== Work request ==
Whenever the word "bird" appears in a line of the data below, copy that line.

== Exercise input ==
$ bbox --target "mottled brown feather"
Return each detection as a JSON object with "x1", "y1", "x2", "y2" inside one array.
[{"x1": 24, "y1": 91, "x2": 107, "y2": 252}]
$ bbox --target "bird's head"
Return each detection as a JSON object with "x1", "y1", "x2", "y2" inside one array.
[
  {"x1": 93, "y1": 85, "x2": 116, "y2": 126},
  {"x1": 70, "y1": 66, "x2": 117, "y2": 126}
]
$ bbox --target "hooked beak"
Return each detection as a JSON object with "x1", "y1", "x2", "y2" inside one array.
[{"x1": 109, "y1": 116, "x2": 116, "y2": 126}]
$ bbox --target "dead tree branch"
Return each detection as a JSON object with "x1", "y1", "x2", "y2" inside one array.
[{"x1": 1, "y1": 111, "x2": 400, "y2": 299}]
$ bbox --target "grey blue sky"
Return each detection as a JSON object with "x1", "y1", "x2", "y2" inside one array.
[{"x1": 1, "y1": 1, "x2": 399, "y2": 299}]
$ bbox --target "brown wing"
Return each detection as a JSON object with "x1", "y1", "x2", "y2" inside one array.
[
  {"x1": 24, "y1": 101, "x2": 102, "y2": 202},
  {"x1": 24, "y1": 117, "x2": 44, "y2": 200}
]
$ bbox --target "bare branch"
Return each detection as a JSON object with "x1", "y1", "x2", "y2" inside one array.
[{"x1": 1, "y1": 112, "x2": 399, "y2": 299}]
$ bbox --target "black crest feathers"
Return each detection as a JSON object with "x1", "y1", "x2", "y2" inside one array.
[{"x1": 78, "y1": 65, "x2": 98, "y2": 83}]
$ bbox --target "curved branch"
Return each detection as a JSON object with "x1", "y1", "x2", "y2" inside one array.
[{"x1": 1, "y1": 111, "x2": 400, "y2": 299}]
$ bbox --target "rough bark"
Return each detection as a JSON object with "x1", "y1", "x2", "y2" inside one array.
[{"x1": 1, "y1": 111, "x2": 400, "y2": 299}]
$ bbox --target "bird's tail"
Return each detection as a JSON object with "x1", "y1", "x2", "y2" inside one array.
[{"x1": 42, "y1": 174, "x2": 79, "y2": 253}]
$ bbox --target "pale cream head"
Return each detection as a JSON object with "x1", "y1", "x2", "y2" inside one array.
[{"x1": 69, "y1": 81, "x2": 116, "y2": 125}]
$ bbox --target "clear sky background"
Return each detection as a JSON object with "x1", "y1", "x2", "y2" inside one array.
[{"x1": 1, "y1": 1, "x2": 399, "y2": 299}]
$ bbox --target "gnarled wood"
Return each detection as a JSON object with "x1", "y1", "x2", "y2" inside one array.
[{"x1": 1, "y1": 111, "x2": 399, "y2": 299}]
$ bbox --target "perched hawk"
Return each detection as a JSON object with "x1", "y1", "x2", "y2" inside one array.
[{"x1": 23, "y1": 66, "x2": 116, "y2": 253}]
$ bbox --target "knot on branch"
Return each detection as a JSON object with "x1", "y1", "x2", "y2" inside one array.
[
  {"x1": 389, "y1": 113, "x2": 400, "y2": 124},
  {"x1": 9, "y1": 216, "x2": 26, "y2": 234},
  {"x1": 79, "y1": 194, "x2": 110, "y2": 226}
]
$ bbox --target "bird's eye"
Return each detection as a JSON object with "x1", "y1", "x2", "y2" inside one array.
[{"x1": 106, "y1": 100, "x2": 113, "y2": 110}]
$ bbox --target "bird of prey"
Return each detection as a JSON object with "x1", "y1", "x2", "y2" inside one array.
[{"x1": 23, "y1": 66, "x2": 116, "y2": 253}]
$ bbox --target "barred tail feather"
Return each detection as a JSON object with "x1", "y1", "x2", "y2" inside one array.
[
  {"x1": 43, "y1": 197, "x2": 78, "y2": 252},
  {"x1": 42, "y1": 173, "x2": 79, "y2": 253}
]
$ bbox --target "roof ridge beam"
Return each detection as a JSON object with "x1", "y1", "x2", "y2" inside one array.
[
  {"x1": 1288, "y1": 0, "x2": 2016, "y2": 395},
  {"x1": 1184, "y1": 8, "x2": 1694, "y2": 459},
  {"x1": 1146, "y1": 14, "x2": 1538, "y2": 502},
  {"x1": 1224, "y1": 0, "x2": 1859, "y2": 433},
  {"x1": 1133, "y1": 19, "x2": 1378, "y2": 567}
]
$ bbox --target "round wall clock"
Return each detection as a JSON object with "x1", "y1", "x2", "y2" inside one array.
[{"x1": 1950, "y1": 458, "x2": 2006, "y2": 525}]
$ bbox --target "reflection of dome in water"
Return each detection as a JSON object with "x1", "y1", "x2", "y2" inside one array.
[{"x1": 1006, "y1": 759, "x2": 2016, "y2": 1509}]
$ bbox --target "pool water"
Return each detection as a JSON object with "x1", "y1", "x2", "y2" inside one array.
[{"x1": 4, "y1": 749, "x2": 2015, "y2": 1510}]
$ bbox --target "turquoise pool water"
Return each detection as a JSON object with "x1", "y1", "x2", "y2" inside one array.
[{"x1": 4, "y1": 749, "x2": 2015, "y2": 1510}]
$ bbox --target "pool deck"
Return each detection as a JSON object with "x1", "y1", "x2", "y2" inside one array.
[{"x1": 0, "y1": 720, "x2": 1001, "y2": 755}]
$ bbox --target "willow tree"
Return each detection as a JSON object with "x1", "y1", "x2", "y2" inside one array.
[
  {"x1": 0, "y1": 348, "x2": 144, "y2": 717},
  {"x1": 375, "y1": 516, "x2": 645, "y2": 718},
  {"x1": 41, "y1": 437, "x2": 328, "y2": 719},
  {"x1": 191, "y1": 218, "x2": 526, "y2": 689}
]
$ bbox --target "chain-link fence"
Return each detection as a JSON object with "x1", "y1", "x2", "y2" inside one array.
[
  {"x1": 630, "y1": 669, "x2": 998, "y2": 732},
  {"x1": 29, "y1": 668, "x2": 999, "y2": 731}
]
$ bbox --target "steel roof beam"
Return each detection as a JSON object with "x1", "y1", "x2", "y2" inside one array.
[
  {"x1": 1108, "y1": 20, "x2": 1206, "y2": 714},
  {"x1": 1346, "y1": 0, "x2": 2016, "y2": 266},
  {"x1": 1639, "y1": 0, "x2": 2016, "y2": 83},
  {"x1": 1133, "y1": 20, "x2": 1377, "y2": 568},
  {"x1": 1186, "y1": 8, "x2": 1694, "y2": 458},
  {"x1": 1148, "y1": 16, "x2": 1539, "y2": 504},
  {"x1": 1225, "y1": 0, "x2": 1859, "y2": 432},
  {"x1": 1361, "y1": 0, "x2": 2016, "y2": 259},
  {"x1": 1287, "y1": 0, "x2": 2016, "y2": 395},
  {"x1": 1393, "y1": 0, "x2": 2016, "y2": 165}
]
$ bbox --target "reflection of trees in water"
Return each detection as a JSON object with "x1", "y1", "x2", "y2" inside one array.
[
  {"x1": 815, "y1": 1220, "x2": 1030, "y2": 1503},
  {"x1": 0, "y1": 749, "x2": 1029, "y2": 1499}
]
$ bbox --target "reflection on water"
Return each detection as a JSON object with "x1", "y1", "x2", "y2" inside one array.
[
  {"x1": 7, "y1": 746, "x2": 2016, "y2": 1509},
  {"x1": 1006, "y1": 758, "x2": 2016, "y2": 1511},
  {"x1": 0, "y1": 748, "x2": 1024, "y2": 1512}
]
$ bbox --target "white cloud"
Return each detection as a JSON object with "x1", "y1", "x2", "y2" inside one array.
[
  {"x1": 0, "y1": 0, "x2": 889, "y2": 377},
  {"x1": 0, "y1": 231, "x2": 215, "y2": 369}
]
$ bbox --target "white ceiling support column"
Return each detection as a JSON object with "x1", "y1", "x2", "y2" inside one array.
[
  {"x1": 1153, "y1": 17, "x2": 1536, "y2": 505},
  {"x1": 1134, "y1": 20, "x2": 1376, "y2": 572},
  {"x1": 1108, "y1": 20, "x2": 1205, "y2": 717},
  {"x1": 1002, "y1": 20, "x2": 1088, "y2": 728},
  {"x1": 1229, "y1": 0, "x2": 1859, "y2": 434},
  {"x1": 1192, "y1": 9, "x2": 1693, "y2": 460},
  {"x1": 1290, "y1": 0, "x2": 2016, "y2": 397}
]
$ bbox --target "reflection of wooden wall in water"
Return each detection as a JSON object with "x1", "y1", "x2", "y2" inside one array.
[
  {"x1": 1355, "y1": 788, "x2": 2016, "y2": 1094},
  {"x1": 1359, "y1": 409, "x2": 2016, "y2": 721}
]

== Exercise response ==
$ bbox --target "bird's head"
$ bbox --target "bird's tail"
$ bbox --target "bird's eye"
$ bbox --target "bird of prey"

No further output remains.